→ Written request
How many lines in the material below contain the string "shirt"? Reply with the number alone.
-------------------------
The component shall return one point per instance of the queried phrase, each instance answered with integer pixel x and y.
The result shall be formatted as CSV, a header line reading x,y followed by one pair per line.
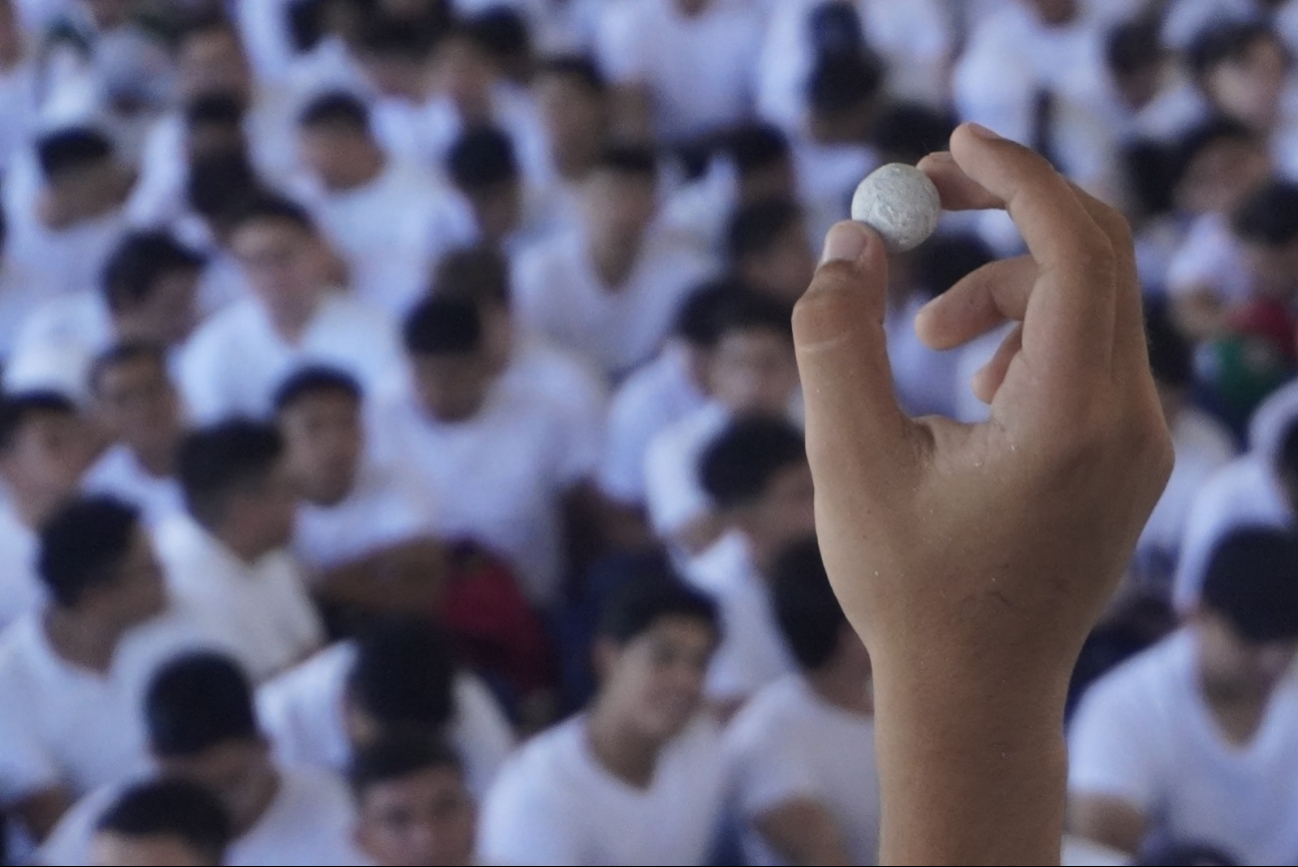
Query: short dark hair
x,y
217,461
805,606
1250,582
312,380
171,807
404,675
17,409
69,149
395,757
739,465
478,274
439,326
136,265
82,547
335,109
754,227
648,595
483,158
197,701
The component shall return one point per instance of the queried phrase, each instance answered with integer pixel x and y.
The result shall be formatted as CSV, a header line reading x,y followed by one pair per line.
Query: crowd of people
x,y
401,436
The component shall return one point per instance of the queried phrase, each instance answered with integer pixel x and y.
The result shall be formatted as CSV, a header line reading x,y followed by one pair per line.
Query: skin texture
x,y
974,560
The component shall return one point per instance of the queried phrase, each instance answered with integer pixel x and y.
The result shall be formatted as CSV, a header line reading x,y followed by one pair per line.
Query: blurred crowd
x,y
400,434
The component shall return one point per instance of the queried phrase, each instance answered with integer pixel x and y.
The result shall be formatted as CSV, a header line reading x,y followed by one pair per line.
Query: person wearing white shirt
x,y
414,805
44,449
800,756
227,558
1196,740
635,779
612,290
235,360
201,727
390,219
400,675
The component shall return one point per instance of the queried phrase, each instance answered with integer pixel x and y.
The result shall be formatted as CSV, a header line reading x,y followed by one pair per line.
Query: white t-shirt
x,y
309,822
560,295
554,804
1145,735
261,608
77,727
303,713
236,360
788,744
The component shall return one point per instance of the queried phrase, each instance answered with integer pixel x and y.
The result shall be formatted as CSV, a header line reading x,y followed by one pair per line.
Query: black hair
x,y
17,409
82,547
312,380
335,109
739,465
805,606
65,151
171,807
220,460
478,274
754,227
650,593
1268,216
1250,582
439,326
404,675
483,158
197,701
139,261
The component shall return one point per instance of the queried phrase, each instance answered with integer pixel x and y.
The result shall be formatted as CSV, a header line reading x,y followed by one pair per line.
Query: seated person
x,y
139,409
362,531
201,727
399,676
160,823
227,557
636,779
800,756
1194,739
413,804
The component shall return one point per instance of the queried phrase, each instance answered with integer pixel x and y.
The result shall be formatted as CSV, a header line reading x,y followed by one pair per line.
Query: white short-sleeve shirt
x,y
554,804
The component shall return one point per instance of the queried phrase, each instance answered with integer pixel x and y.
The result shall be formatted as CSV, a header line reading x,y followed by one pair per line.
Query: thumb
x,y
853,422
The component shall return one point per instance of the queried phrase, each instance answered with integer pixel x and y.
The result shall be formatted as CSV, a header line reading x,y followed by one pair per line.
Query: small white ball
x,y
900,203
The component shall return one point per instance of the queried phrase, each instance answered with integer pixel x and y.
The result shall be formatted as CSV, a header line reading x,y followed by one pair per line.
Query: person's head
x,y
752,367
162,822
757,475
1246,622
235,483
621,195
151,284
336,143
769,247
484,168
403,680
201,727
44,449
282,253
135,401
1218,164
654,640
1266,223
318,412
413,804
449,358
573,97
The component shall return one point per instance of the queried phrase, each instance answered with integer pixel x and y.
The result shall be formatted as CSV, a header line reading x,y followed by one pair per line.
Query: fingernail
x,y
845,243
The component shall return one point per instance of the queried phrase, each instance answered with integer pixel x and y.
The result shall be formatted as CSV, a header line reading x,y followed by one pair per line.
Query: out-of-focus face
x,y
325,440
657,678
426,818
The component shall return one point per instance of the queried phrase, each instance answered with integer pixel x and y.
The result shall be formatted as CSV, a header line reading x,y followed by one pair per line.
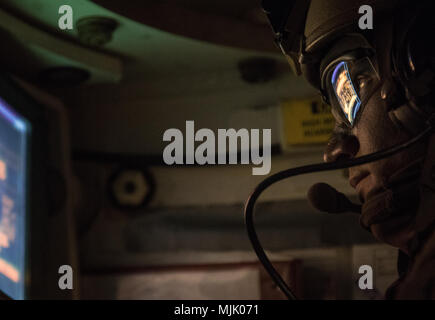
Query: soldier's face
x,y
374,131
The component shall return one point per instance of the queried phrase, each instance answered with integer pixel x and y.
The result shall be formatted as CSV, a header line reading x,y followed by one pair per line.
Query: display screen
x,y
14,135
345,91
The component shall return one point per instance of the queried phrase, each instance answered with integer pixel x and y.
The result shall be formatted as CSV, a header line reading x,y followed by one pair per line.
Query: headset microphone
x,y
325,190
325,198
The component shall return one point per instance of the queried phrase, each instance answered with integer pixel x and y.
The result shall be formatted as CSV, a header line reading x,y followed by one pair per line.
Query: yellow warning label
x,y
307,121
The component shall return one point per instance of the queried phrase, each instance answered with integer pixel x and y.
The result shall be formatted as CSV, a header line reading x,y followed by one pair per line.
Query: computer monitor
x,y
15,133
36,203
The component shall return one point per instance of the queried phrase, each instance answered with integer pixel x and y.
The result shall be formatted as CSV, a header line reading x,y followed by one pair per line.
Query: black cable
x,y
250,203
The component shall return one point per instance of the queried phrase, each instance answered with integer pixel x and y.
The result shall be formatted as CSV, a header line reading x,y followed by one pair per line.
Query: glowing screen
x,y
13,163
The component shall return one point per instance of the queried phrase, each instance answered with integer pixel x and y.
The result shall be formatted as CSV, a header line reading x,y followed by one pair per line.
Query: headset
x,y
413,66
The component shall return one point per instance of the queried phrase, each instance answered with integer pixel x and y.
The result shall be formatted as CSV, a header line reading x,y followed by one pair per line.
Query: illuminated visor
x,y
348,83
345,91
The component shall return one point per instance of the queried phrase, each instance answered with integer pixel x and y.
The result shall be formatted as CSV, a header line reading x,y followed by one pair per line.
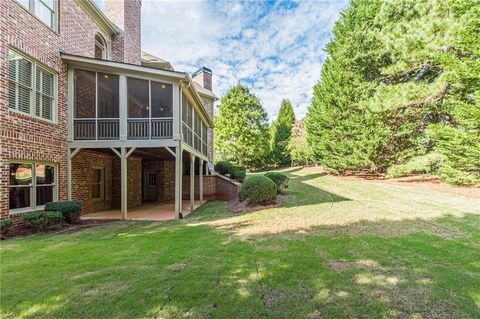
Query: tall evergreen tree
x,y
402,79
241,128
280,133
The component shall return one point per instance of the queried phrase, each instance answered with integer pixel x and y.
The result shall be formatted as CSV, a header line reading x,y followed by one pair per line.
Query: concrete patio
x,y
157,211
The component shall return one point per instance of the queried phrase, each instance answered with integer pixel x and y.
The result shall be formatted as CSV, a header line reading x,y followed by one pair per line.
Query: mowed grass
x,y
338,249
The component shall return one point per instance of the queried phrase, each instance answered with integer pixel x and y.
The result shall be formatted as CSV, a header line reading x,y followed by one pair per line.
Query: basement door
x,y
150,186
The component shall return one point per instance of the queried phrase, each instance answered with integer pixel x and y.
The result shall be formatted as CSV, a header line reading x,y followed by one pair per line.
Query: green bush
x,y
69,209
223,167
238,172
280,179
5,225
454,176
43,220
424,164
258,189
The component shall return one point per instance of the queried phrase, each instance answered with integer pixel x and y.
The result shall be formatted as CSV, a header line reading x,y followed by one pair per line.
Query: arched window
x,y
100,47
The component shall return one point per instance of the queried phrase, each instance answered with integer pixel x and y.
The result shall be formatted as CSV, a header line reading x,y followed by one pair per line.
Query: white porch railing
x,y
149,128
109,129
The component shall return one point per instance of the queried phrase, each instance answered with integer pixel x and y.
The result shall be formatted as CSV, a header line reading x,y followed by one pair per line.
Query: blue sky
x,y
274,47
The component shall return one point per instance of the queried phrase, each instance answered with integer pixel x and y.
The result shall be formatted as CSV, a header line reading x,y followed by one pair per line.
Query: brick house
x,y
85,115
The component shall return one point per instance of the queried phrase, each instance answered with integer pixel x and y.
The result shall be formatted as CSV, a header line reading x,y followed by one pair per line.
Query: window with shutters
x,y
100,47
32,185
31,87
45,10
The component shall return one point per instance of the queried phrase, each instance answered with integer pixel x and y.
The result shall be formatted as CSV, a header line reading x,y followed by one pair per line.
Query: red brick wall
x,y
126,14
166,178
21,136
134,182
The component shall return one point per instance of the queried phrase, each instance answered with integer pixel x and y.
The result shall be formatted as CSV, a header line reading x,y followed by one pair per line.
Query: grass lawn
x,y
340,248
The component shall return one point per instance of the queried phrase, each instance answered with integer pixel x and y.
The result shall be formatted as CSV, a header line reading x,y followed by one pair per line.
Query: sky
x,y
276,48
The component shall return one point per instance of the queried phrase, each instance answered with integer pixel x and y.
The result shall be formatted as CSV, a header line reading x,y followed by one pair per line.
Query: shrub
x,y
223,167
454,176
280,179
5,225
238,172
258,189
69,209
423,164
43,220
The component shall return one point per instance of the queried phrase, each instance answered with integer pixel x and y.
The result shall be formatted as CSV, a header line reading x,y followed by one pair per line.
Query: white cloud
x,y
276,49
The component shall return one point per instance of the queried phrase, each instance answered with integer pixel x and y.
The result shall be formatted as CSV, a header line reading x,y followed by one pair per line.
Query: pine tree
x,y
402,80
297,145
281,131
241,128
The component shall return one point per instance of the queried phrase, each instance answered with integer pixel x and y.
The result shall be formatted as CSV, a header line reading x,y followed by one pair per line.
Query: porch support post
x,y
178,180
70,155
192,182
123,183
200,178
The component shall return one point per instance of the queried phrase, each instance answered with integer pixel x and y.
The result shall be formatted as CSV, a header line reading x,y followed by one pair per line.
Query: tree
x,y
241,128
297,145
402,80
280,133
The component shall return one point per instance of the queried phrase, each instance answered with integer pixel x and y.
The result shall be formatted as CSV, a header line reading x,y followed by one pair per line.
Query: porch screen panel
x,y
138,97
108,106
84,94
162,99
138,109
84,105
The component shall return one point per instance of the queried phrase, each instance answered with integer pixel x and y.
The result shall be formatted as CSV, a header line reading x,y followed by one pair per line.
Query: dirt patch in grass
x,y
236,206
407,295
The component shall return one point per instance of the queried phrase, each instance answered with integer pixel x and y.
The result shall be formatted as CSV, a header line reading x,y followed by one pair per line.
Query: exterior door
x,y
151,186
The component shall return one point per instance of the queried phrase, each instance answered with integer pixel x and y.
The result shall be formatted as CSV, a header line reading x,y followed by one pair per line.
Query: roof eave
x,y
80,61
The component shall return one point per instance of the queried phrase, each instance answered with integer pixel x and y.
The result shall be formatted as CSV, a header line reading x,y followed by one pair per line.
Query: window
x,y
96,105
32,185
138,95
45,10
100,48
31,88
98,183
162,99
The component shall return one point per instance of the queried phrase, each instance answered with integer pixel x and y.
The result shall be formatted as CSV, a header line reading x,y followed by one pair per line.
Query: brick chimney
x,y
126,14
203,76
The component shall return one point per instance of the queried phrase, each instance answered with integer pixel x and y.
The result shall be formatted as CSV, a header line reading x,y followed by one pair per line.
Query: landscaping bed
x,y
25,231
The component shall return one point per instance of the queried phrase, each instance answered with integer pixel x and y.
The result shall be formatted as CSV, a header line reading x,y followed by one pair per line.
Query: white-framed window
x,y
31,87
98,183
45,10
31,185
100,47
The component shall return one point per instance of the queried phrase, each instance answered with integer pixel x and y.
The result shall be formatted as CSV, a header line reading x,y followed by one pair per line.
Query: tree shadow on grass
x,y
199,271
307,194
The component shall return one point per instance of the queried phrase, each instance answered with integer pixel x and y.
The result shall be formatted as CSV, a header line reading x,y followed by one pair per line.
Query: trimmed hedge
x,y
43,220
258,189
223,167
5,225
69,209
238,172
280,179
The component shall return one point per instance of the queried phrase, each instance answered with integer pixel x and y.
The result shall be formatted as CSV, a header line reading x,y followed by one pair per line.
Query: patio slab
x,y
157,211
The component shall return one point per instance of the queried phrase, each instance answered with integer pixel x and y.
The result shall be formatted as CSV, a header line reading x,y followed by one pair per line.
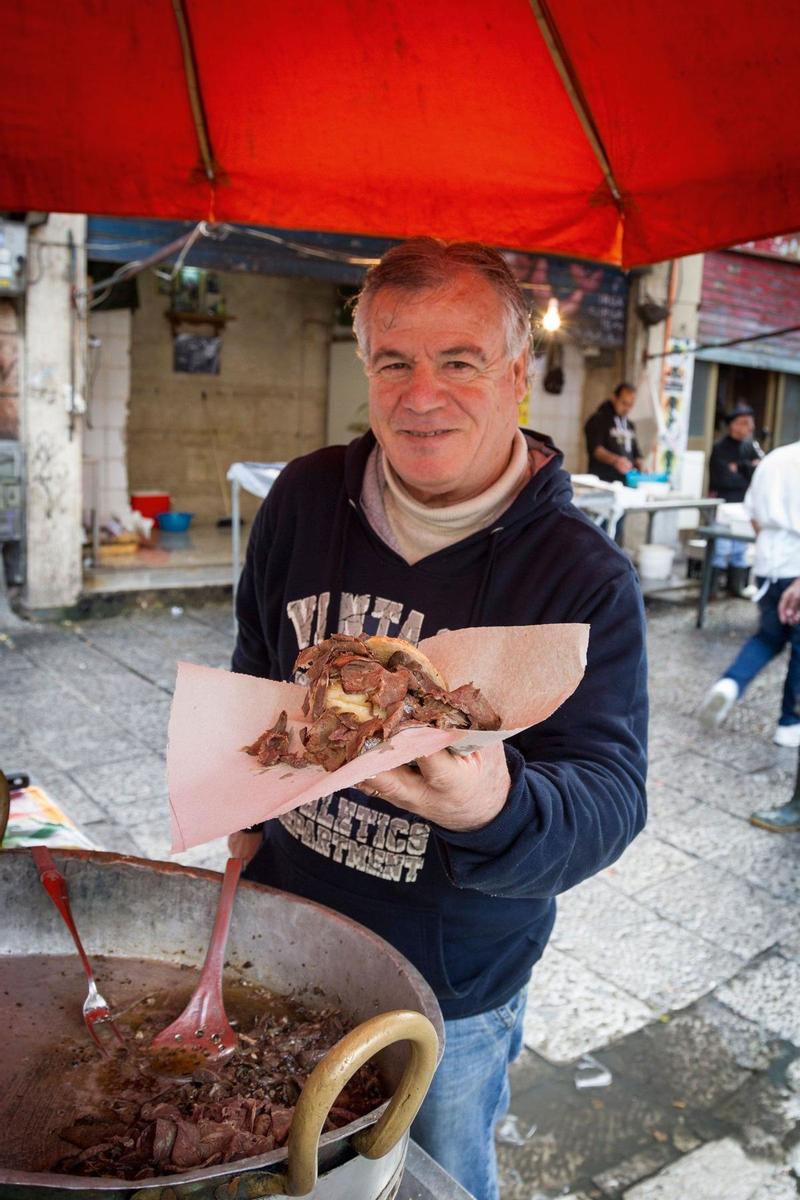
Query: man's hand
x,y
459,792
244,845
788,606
-------------------------
→ Final result
3